» **WHAT TO DO**: The expected output is every entry below, exact in every character.

╭──

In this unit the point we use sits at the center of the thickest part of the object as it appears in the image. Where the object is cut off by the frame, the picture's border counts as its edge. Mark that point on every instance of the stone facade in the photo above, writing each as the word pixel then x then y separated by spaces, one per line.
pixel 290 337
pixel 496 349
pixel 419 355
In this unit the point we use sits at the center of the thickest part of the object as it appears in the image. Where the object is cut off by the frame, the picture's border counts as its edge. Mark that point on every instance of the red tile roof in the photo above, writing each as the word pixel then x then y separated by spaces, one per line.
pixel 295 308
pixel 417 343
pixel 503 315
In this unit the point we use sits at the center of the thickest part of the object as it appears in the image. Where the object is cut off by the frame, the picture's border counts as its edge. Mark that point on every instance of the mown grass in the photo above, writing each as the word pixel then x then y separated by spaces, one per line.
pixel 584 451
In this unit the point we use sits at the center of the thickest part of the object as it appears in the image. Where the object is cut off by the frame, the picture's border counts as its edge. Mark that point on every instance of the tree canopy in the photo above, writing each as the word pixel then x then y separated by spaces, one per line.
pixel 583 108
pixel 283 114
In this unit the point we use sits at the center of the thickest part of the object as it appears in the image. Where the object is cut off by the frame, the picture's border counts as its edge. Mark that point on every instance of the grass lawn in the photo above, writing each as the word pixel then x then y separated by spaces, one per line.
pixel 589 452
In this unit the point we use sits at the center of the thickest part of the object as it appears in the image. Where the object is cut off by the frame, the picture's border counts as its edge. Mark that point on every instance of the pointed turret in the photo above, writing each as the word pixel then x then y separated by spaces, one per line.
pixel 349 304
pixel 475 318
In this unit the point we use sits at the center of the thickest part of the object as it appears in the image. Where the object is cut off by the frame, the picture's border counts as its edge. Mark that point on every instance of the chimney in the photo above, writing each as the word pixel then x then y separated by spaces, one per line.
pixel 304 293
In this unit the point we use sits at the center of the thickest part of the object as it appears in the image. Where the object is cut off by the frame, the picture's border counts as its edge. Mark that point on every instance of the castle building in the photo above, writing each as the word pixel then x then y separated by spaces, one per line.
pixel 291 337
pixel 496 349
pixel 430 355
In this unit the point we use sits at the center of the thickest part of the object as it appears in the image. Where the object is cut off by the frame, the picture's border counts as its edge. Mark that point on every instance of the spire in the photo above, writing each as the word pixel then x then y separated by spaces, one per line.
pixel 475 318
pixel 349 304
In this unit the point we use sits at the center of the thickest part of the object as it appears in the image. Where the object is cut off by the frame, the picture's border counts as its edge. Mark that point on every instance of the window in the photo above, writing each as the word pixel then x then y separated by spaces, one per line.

╰──

» **EXPECTED OUTPUT**:
In this unit the point we use sits at the center of the thickest part of the object as it appears in the image. Where the object is cut off by the frame, the picture's border counts as its edge. Mark that point on every instance of the stone facade in the photo above, writing each as the word pixel then x then y separated by spaces, one per line.
pixel 290 337
pixel 496 349
pixel 419 355
In this unit the point we use sits at the center of the thickest part of the object as it appears in the image. Where the object is cut off by the frame, the picture's border counts as its edge. Mark that point on every instance of the red tile roof in the photo above, writing each as the word pixel then x then y separated by spaces, one per line.
pixel 295 308
pixel 417 343
pixel 503 315
In this unit the point we use sits at the center of the thickest part of the object as it appears in the image. Where the object is cut off by the frame, the picture's border counts as its edge. Mark that point on every instance of the mown grass in the photo above, writing each as the word pixel then x then y separated by spaces, one per line.
pixel 584 451
In this unit the point we use sits at the center of the thickest part of the object as it appears in the image. Where the object is cut off by the frame, the picture's border counts as its edge. Mark that point on every instance of the tree canopy in the photo above, writing each as the word pixel then x then y separated by spaces, one per line.
pixel 583 108
pixel 283 114
In this unit the point we use sits at the center of the thickest part of the object as it appears in the image. Where the object is cut off by the frame, the picture's border counts as its edge. Mark that point on every instance of the grass lawn in the photo above, writing each as the word pixel then x then y separated by spaces, one per line.
pixel 589 452
In this unit the point we use sits at the center of the thickest part of the object as it appears in the image. Where the object is cut off by the frame, the picture's border counts as its edge. Mark that point on every instance of the pointed turret in the photo above, writing each as the word pixel then x then y separated by spaces, one per line.
pixel 349 304
pixel 475 318
In this unit the point we use sits at the center of the thickest part of the object as it appears in the image. Where the object is cut off by the frame, the picture's border counts as its edge. Mark that point on every instance of the chimney in the photo above, writing each as the word pixel then x then y separated by spaces, one per line.
pixel 304 293
In this unit the point we use sits at the center of the thickest part of the object as it appears in the image. Where the object is cut off by the frame, the picture's border counts as its edge. Mark that point on every instance of the castle building in the photo above, writing each as the word pixel then x then y separated by spaces, one per line.
pixel 291 337
pixel 496 349
pixel 430 355
In this unit the point we use sits at the center of the thickest part of the object as it appears in the image. Where the object is cut off by the frame, the picture's border counts as its edge. Mark that point on every instance of the spire in the photo above, writing each as the word pixel then x then y separated by spaces, one per line.
pixel 475 318
pixel 349 304
In this unit the point we use sits at the center of the thickest part of the object as it appears in the image. Where the object is cut off by the frame, the picture's border counts as its edge. Mark that point on every instance of the window in the photo above, writing each as the word pixel then x then y separated by spaces, one per line.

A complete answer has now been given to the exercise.